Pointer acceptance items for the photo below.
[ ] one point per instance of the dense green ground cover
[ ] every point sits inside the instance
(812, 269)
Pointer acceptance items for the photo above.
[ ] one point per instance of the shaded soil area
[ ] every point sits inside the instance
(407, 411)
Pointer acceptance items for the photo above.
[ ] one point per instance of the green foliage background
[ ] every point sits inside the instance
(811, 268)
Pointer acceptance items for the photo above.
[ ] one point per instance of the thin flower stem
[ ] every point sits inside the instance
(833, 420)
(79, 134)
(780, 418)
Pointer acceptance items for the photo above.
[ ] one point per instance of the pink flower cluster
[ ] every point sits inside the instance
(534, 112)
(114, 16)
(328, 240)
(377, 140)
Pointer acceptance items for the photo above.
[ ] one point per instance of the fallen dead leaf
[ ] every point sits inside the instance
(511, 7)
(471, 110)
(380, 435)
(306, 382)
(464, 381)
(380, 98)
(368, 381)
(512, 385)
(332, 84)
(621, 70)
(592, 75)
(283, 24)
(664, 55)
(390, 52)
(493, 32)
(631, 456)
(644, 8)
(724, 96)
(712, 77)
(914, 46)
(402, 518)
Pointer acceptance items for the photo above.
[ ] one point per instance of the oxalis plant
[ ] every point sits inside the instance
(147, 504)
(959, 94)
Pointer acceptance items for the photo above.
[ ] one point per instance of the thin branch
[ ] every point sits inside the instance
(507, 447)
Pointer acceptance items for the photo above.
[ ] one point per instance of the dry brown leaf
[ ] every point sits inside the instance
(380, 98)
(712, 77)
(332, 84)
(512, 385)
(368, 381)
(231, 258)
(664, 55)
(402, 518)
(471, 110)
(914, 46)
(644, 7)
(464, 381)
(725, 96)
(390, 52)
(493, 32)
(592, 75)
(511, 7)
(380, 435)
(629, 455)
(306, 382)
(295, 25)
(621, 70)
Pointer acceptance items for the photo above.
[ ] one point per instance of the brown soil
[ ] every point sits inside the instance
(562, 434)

_Requirement:_ Exactly how many lines in the records above hold the string "flower"? Reply with that number only.

_Exercise response:_ 2